_Teks Sumber_
++++

Masyarakat yang rentan akan mudah tenggelam dalam wadah antagonisme moralistik
ini. Antagonisme moralistik (identifikasi simbolik) sesungguhnya meninggalkan
pertarungan politik yang bersifat zero-sum game. Ia mengondisikan subyek agar
terhindar dari penampakan politik yang riil.
Bentuk
kedua sinthome hadir dalam format populisme elektoral. Populisme elektoral
mengetengahkan kerja strategis para oligark dengan topeng keberpihakan pada
demos. Para kandidat pemimpin mengklaim punya hubungan yang langsung dengan
rakyat, memproposalkan visi politik yang pro-rakyat, menggalang solidaritas
sosial pada kalangan akarrumput dan kampanye isu-isu pembangunan rakyat
strategis. Rakyat sejenak dimanjakkan oleh penetrasi simbolik para pemimpin
pilihan kaum oligark tersebut. Setelah memenangkan pemilu, sang pemimpin
kembali terjebak dalam epistemologi dan permainan penuh muslihat koalisi oligarki
yang menyokongnya.. Jokowi bisa jadi salah satu contoh yang pas untuk
menggambarkan permainan oligarki yang berhasil membajak populisme elektoral
demi kekuasaan. Prestasi elektoral Kemenangan Jokowi yang didasarkan pada
konsultasi dan komunikasi langsung dengan konstituen pada kenyataannya tak
cukup merestorasi status quo kekuasaan yang in se masih dipelintir para oligark
predatoris ini. Alhasil politik hari ini masih tersandera dalam epistemologi
politik orde baru dan rezim-rezim pasca reformasi.

++++

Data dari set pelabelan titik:
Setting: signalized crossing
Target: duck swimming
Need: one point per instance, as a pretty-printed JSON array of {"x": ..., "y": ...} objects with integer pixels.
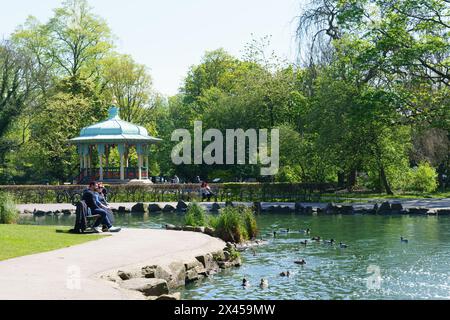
[
  {"x": 264, "y": 283},
  {"x": 300, "y": 262}
]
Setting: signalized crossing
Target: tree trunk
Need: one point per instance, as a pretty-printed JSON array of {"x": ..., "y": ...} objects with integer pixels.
[
  {"x": 341, "y": 179},
  {"x": 386, "y": 185},
  {"x": 351, "y": 182}
]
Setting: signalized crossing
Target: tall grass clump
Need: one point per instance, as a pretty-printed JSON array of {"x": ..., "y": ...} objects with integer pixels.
[
  {"x": 195, "y": 216},
  {"x": 235, "y": 224},
  {"x": 8, "y": 211},
  {"x": 250, "y": 222}
]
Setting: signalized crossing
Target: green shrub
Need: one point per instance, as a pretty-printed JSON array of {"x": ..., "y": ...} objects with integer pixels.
[
  {"x": 195, "y": 216},
  {"x": 8, "y": 211},
  {"x": 424, "y": 178},
  {"x": 235, "y": 224},
  {"x": 250, "y": 223}
]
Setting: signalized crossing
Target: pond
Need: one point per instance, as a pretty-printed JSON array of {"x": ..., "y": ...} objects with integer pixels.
[{"x": 375, "y": 265}]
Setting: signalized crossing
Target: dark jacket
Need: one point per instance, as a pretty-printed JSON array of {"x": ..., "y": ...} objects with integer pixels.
[
  {"x": 82, "y": 212},
  {"x": 89, "y": 198}
]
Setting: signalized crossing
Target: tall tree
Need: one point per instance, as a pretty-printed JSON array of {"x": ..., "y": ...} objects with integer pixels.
[{"x": 131, "y": 85}]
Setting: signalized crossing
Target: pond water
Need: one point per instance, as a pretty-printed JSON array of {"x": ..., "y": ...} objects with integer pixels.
[{"x": 376, "y": 264}]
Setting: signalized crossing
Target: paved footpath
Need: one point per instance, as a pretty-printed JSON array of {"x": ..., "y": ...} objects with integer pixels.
[{"x": 54, "y": 275}]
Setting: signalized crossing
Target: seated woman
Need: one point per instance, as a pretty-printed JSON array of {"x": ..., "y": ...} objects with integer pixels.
[
  {"x": 206, "y": 191},
  {"x": 92, "y": 201},
  {"x": 102, "y": 203}
]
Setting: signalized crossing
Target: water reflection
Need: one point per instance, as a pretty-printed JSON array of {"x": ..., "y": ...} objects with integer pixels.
[{"x": 417, "y": 270}]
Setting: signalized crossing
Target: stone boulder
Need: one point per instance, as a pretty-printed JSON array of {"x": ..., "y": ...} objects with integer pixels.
[
  {"x": 385, "y": 208},
  {"x": 229, "y": 204},
  {"x": 171, "y": 297},
  {"x": 208, "y": 262},
  {"x": 123, "y": 210},
  {"x": 154, "y": 207},
  {"x": 298, "y": 207},
  {"x": 257, "y": 207},
  {"x": 418, "y": 210},
  {"x": 346, "y": 210},
  {"x": 138, "y": 208},
  {"x": 215, "y": 207},
  {"x": 124, "y": 275},
  {"x": 396, "y": 208},
  {"x": 178, "y": 275},
  {"x": 331, "y": 208},
  {"x": 168, "y": 208},
  {"x": 149, "y": 287},
  {"x": 210, "y": 231},
  {"x": 173, "y": 227},
  {"x": 39, "y": 213},
  {"x": 182, "y": 206},
  {"x": 200, "y": 229},
  {"x": 171, "y": 274}
]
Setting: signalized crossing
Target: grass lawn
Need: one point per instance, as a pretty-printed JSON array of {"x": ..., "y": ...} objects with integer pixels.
[{"x": 22, "y": 240}]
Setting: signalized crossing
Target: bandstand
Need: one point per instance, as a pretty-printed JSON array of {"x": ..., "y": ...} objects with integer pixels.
[{"x": 101, "y": 138}]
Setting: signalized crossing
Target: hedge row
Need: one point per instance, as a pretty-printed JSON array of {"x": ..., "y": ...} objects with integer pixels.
[{"x": 170, "y": 192}]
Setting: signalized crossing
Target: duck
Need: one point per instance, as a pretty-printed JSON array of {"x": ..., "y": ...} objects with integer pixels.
[
  {"x": 300, "y": 262},
  {"x": 264, "y": 283},
  {"x": 307, "y": 231}
]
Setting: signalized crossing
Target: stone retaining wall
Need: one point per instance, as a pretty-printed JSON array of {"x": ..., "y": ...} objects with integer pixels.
[
  {"x": 160, "y": 282},
  {"x": 386, "y": 208}
]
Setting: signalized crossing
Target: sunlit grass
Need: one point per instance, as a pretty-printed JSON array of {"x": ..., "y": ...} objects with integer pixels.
[{"x": 22, "y": 240}]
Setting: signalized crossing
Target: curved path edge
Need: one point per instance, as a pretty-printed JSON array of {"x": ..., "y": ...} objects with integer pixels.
[{"x": 76, "y": 273}]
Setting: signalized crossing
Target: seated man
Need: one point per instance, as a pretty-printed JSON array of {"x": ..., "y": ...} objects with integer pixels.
[
  {"x": 92, "y": 202},
  {"x": 103, "y": 204},
  {"x": 206, "y": 191}
]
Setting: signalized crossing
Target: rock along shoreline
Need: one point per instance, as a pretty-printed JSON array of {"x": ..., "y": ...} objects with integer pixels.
[{"x": 161, "y": 281}]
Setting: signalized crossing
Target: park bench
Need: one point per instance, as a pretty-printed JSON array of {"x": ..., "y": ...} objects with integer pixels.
[{"x": 84, "y": 220}]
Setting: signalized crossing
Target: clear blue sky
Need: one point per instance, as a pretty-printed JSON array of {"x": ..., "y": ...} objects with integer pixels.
[{"x": 169, "y": 36}]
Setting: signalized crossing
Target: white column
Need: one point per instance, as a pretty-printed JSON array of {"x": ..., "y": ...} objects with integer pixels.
[
  {"x": 100, "y": 159},
  {"x": 146, "y": 165},
  {"x": 122, "y": 171},
  {"x": 140, "y": 166}
]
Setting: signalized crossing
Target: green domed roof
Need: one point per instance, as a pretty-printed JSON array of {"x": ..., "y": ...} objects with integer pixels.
[{"x": 114, "y": 130}]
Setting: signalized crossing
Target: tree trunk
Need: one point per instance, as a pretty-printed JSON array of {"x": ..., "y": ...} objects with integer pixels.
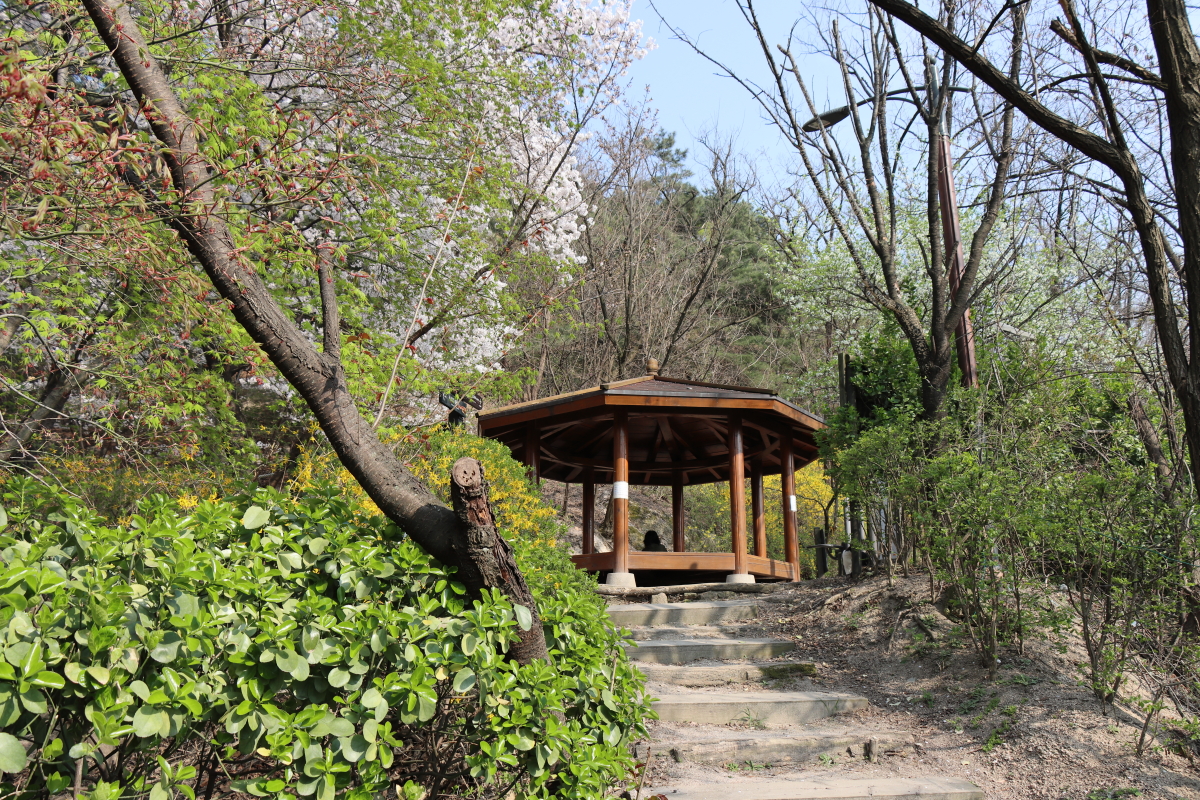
[
  {"x": 317, "y": 377},
  {"x": 59, "y": 385}
]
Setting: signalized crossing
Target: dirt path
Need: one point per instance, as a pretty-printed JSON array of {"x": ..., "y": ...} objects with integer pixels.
[{"x": 1033, "y": 733}]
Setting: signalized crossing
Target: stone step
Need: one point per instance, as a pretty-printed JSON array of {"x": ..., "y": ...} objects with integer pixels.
[
  {"x": 755, "y": 708},
  {"x": 871, "y": 788},
  {"x": 743, "y": 631},
  {"x": 647, "y": 614},
  {"x": 725, "y": 674},
  {"x": 678, "y": 651},
  {"x": 725, "y": 746}
]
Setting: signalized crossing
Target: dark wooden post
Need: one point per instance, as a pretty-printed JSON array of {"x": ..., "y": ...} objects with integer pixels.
[
  {"x": 787, "y": 481},
  {"x": 738, "y": 503},
  {"x": 756, "y": 509},
  {"x": 589, "y": 511},
  {"x": 533, "y": 452},
  {"x": 822, "y": 554},
  {"x": 621, "y": 575},
  {"x": 678, "y": 521},
  {"x": 856, "y": 537}
]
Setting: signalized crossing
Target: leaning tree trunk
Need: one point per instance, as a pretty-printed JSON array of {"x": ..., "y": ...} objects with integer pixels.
[{"x": 483, "y": 558}]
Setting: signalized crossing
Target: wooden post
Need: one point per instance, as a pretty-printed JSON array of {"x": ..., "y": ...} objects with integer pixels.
[
  {"x": 678, "y": 523},
  {"x": 589, "y": 511},
  {"x": 756, "y": 509},
  {"x": 822, "y": 552},
  {"x": 533, "y": 452},
  {"x": 737, "y": 499},
  {"x": 621, "y": 492},
  {"x": 787, "y": 481}
]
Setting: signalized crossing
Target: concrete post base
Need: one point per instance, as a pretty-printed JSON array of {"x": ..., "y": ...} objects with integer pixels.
[{"x": 624, "y": 579}]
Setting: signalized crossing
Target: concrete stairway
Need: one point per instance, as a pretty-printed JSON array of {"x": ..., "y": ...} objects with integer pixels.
[{"x": 708, "y": 663}]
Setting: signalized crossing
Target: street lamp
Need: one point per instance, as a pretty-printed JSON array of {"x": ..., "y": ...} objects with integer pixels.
[{"x": 952, "y": 229}]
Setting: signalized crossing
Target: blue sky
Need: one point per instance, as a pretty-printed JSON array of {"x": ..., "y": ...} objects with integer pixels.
[{"x": 693, "y": 98}]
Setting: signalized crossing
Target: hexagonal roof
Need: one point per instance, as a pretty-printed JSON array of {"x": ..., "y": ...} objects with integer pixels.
[{"x": 675, "y": 427}]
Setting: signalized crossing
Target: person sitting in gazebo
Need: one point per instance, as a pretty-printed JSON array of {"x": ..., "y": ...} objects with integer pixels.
[{"x": 652, "y": 543}]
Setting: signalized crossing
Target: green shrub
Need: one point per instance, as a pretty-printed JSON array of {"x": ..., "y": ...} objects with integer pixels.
[{"x": 288, "y": 645}]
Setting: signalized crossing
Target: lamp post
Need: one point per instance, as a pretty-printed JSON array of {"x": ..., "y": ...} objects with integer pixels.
[{"x": 952, "y": 229}]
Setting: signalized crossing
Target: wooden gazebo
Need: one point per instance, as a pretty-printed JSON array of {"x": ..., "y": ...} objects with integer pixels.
[{"x": 657, "y": 431}]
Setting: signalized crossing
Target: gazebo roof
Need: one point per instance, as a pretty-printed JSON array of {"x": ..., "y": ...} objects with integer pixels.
[{"x": 676, "y": 427}]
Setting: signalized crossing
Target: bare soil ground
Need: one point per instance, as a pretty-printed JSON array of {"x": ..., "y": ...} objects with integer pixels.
[{"x": 1033, "y": 732}]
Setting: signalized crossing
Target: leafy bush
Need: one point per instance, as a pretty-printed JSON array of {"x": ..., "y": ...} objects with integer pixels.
[{"x": 287, "y": 645}]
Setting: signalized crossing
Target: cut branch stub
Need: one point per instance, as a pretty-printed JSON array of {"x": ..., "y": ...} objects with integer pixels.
[{"x": 491, "y": 555}]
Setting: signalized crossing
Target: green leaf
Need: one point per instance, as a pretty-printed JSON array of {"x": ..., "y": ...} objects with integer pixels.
[
  {"x": 48, "y": 680},
  {"x": 520, "y": 741},
  {"x": 12, "y": 755},
  {"x": 525, "y": 619},
  {"x": 354, "y": 749},
  {"x": 184, "y": 605},
  {"x": 100, "y": 674},
  {"x": 167, "y": 648},
  {"x": 341, "y": 727},
  {"x": 465, "y": 680},
  {"x": 34, "y": 701},
  {"x": 149, "y": 721},
  {"x": 256, "y": 517},
  {"x": 425, "y": 708}
]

++++

_Instruksi_
a - Temukan setiap baris data yang memuat string "stone", lalu salin baris-baris tersebut. Pencocokan bersifat peka huruf besar-kecil.
b - Teruskan teks tentang populisme elektoral dan oligarki, dimulai sesudah kalimat terakhirnya.

_Jawaban_
a -
Target: stone boulder
Target: stone retaining wall
Target: stone step

b -
Kedua,
identifikasi simbolik the big other oligarki juga mengkooptasi
subyek-masyarakat Indonesia dalam bentuk inkorporasi secara sistemik
ilham-ilham neoliberal melalui wacana pembangunan, reformasi kelembagaan
demokrasi dan keamanan. Pasca reformasi 1998, pemerintah, yang dikendalikan
para oligark mengarsiteki reformasi negara dan kelembagaan. Dalam kontur
neoliberal, pembangunan dan ketertinggalan dinilai berakar pada seberapa jauh
negara atau masyarakat terintegrasi dalam pasar regional dan global.[18] Ketidakmampuan mengikuti dan berpartisipasi dalam
logika pasar (hasrat the big other) disimpulkan sebagai kegagalan pembangunan.
Untuk konteks Indonesia, determinasi kuasa pasar umpamanya dapat terbaca dalam
rupa kekuasaan korporatokrasi, sebuah aliansi predatoris antara pemerintah dan
pengusaha. Sebagaimana ditulis Jebadu, pelbagai undang-undang yang diterbitkan
selama lima puluh tahun terakhir telah mendorong dan melegitimasi kekuasaan
korporasi di Indonesia.[19]
Selain
itu, kualitas kelembagaan demokrasi pun diadopsi dalam bingkai teknokratisasi
dan judisalisasi negara. Politik menjadi arena penetrasi bagi peran para pakar,
ahli tafsir dan dan elit-elit teknokrat berpengetahuan.[20]
Lewat teknokratisasi, pemerintah merumuskan aturan dan kebijakan dengan memanfaatkan
keahlian dan profesionalisme para teknokrat. Dalam judisialisasi, formulasi
kebijakan dan pembuatan aturan dijauhkan dari partisipasi masyarakat dan
menghindarkan masyarakat dari debat ideologis dan pertentangan politik yang
berbeda.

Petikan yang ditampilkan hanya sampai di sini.